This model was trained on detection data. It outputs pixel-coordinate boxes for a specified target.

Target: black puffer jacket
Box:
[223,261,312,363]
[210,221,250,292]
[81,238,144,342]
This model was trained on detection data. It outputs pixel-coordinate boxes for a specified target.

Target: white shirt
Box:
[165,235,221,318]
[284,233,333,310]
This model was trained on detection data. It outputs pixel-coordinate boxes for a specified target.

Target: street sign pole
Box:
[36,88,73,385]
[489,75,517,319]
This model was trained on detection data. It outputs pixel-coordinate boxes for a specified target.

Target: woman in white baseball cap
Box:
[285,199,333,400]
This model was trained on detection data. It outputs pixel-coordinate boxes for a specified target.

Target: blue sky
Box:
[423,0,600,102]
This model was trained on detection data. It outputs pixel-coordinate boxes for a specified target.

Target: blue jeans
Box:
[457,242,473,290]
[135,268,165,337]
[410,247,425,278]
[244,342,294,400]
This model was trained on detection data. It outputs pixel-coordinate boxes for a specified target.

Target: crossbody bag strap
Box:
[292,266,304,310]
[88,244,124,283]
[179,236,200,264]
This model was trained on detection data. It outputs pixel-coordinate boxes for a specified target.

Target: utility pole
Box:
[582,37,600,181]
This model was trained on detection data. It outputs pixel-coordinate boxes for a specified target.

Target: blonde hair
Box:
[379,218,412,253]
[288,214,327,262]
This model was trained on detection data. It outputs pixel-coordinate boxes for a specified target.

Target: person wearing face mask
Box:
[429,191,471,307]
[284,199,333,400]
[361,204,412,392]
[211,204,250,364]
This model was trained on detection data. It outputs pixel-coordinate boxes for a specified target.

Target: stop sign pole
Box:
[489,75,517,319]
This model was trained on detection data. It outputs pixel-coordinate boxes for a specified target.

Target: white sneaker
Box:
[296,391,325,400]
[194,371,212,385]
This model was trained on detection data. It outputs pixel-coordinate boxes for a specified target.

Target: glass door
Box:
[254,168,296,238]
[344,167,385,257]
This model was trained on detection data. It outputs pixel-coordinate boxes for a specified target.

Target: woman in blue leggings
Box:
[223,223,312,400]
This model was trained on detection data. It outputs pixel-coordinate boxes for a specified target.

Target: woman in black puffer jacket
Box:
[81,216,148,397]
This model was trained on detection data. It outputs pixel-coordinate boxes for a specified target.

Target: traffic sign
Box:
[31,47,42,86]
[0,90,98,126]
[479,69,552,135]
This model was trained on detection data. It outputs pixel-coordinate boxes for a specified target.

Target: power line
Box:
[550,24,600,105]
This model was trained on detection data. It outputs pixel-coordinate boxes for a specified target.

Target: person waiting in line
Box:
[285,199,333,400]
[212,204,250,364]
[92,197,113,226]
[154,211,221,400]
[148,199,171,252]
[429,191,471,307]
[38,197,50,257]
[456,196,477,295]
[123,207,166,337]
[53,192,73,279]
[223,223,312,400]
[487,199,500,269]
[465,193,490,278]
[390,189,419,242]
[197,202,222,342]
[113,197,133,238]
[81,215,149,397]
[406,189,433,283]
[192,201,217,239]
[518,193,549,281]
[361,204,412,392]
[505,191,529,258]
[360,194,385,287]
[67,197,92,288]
════════
▸ PROBLEM DESCRIPTION: Can you reproduce all of the data above word for word, from the first line to the last, without changing anything?

▸ ANSWER FOR THE TASK:
This model was trained on detection data. It outputs pixel-coordinate boxes for a specified target.

Target: black puffer jacket
Box:
[223,261,312,363]
[210,221,250,292]
[81,238,144,342]
This model was trained on detection data. It outputs pixel-coordinate boxes for a specified target.

Target: white shirt
Box:
[165,235,221,318]
[284,233,333,310]
This model was trained on detection data. It outputs pixel-coordinate boxes for a specified target.

Target: street sign pole
Box:
[36,88,73,385]
[489,75,517,319]
This model was trained on detection data. It outputs pixel-coordinate boxes for a specified target.

Target: woman in white baseball cap
Box:
[285,199,333,400]
This model was trained on detection data. It outputs pixel-coordinate boxes for a specified target.

Target: blue sky
Box:
[423,0,600,102]
This model was trained on detection data. It outputs pixel-coordinate boxes for a specified target.

Target: blue jeans
Box:
[457,242,473,290]
[135,268,165,337]
[410,247,425,278]
[244,342,294,400]
This model was trained on detection data. It outputs pixel-coordinate boxes for a specified target.

Target: crossbody bag strap
Box:
[292,266,304,310]
[88,244,124,283]
[179,236,200,264]
This model was trained on detection data. It outputs pixel-coordinate boxes for a specified target.

Target: utility pole
Box:
[582,37,600,181]
This model was trained on detection data. It outputs pixel-coordinate boxes for a specified target.

Target: blonde hair
Box:
[379,218,412,253]
[288,214,327,262]
This model was trained on detection data. It outputs pixel-coordinate boxes for a specified target.

Target: person wearing face mask
Box:
[429,191,471,307]
[284,199,333,400]
[361,204,412,392]
[211,204,250,364]
This model was trained on detection data. It outputs pixel-coordinate boxes for a specified target.

Target: stop sign pole
Box:
[489,75,517,319]
This model was trained on detection data. It outputs pixel-coordinate boxes for a specified target.

Target: white sneaker
Box:
[296,391,325,400]
[194,371,212,385]
This model was trained on detection data. It outputs pixel-coordinate boxes for a specified target.

Target: glass door
Box:
[254,168,296,238]
[344,167,385,257]
This model was trained on detection data. It outputs pixel-coordinate boxes for a specified target.

Target: woman in blue leggings
Box:
[223,223,312,400]
This model was trained on detection data. It outputs pixel-coordinate boxes for a specified target.

Target: woman in black puffer jacket
Box:
[81,216,148,397]
This model was trained on detection data. It outputs pixel-coordinate boxes for a specified target.

Target: traffic sign
Box:
[31,47,42,86]
[0,90,98,126]
[479,69,552,135]
This model was trained on detection data. It outputs pixel-coordinate boxes for a specified target.

Target: power line
Box:
[550,24,600,105]
This model was trained on detection data. It outputs pixel-coordinate boxes for a specified target.

Target: person waiting in line
Box:
[285,199,333,400]
[212,204,250,364]
[92,197,113,226]
[154,211,221,400]
[148,199,171,252]
[429,191,471,307]
[38,197,50,257]
[456,196,477,295]
[123,207,166,337]
[53,192,73,279]
[223,223,312,400]
[487,199,500,269]
[465,193,490,278]
[390,189,419,242]
[197,202,222,342]
[113,197,133,238]
[81,215,149,397]
[406,189,433,283]
[192,201,217,239]
[518,193,549,281]
[361,204,412,392]
[505,191,529,258]
[360,194,385,287]
[67,197,92,288]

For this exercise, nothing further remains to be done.